= To be done =
In the material below, repeat only the lines from the one that holds "of the young" through the final line, exactly as they stand.

[Pointing dataset records]
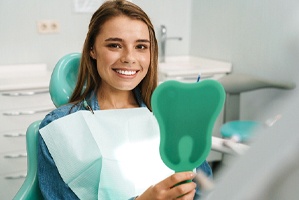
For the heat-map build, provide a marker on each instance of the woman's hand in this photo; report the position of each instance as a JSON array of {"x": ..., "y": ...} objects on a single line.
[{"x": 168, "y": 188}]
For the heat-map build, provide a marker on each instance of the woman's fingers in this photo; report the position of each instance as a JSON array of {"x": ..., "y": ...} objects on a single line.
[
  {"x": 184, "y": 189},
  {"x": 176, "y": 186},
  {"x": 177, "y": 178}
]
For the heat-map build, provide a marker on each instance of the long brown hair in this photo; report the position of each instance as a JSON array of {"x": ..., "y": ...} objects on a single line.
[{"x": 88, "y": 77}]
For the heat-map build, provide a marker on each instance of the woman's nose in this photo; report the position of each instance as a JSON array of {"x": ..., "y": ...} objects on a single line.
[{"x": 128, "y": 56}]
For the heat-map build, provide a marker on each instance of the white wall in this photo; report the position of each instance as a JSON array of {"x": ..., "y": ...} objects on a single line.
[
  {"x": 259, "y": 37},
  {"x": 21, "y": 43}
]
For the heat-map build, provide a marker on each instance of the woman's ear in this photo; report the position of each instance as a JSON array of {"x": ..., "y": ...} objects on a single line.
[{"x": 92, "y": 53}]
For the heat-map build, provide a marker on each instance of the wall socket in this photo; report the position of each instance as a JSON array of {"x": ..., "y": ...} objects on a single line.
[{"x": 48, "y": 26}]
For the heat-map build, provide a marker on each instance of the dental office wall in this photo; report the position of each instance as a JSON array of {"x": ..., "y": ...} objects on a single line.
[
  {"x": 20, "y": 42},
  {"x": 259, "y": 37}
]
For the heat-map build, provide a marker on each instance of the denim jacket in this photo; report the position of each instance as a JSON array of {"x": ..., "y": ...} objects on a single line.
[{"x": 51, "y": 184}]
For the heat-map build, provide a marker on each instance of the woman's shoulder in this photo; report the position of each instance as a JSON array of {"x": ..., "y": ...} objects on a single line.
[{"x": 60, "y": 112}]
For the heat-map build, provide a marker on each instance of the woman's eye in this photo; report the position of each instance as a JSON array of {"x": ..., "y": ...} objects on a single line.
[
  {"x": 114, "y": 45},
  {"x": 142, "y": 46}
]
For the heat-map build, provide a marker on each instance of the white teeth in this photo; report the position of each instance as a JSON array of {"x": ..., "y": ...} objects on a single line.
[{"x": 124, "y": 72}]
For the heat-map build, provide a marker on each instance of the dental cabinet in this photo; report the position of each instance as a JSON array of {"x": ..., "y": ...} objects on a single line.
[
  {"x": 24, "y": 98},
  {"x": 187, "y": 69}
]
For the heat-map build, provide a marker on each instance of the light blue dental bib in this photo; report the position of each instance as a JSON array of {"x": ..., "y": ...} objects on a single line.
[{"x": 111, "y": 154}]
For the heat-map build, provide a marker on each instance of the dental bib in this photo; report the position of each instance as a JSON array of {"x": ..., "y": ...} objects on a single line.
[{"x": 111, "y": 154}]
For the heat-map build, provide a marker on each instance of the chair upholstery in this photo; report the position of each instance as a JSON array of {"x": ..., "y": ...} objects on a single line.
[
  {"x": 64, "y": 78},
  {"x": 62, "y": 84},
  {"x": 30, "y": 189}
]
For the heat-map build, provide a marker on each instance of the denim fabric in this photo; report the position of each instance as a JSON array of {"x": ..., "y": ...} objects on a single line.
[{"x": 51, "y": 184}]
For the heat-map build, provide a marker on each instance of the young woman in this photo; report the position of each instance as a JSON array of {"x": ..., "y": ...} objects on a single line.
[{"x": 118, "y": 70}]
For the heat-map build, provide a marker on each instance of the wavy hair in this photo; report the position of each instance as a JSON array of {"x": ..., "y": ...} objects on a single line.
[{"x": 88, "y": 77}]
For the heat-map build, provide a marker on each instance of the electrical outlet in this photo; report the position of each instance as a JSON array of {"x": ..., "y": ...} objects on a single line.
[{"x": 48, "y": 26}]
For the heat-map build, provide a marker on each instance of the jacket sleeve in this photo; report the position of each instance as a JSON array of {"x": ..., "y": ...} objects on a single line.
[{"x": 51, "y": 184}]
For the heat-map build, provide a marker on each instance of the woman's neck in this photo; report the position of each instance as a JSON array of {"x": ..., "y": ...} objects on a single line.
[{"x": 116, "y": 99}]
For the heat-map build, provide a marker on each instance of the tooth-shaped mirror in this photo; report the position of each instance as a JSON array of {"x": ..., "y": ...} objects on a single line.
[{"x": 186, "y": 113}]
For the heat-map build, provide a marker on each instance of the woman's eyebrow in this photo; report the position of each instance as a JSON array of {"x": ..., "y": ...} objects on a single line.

= Solution for this problem =
For the heat-map build, provide a marker on each instance of the young woman in this photo; report the position of each instance as a JSON array of {"x": ..., "y": ...} objects on a single line.
[{"x": 118, "y": 70}]
For the heat-map build, provide a marker on each instance of the wavy hair in this photo; report the position of each instance as a JSON array of {"x": ..., "y": ...} objects on a single line.
[{"x": 88, "y": 77}]
For the heat-map build, provide a marker on each instance of the electrical outlet in this photo; report the position of each instance as a JSON array of {"x": ..., "y": ...} objects on a single line.
[{"x": 48, "y": 26}]
For the heat-map build, provide a marker on each instance of the jacket sleeve in this photo; report the position of each instance as a JSON array of {"x": ..., "y": ...} objects on a single line.
[{"x": 51, "y": 184}]
For the heat-map build, provide a marker on each instance of the woman's neck in this photo; report the position of each instance as a JSON array of {"x": ..., "y": ...} objects on a single line.
[{"x": 116, "y": 99}]
For the heat-map build, provide a marker on each instance of the tooth-shaped mirror in this photo; report the position of each instance as a JSON array of {"x": ..., "y": ...} objects on a single line.
[{"x": 186, "y": 113}]
For the heat-map build, provide a marker on each instance of the woman's eyebrow in this photo; report the position of each instance as a JSON array of {"x": ..., "y": ...} objects on a single line.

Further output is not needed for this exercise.